EXERCISE DIRECTIONS: Lay out the lines below as a Markdown table, from the line containing "Annotation task: put one keypoint on every instance of the tree" through the last line, with those two lines included and blank lines omitted. Use a column named Row for the row number and a column named Line for the line itself.

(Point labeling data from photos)
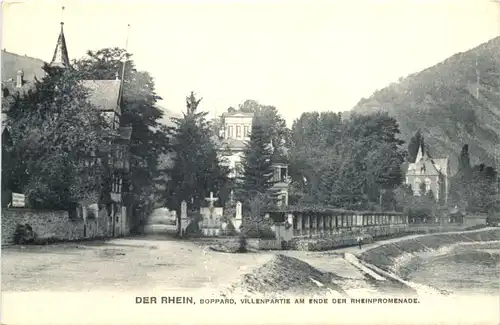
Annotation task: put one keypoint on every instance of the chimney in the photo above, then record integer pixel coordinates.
(19, 80)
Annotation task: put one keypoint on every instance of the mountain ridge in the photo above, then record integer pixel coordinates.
(448, 105)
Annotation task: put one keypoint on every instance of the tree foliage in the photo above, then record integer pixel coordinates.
(475, 187)
(197, 168)
(345, 162)
(57, 135)
(257, 165)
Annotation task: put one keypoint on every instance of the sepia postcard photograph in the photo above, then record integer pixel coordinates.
(250, 162)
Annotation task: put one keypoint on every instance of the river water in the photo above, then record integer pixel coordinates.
(460, 269)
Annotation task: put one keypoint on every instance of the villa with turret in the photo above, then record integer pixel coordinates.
(236, 132)
(19, 74)
(427, 174)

REPLY:
| Row | Line |
|---|---|
| 1 | Annotation task: put one keypoint on every instance of the tree foliage in the photo above, then record integer pixel coordinates. |
| 2 | (475, 187) |
| 3 | (197, 168) |
| 4 | (345, 162) |
| 5 | (57, 135) |
| 6 | (257, 165) |
| 7 | Annotation task: put one keypoint on every instance of the sepia postcard photograph in the photo above, then record integer pixel coordinates. |
| 8 | (250, 162) |
| 9 | Annotation task: put one keypoint on every instance of the river water in the photo above, then record integer pixel coordinates. |
| 10 | (460, 269) |
| 11 | Annotation task: put one keypoint on every instance of the villa with turret in the photo above, then record integer pixel coordinates. |
| 12 | (236, 132) |
| 13 | (19, 74) |
| 14 | (427, 174) |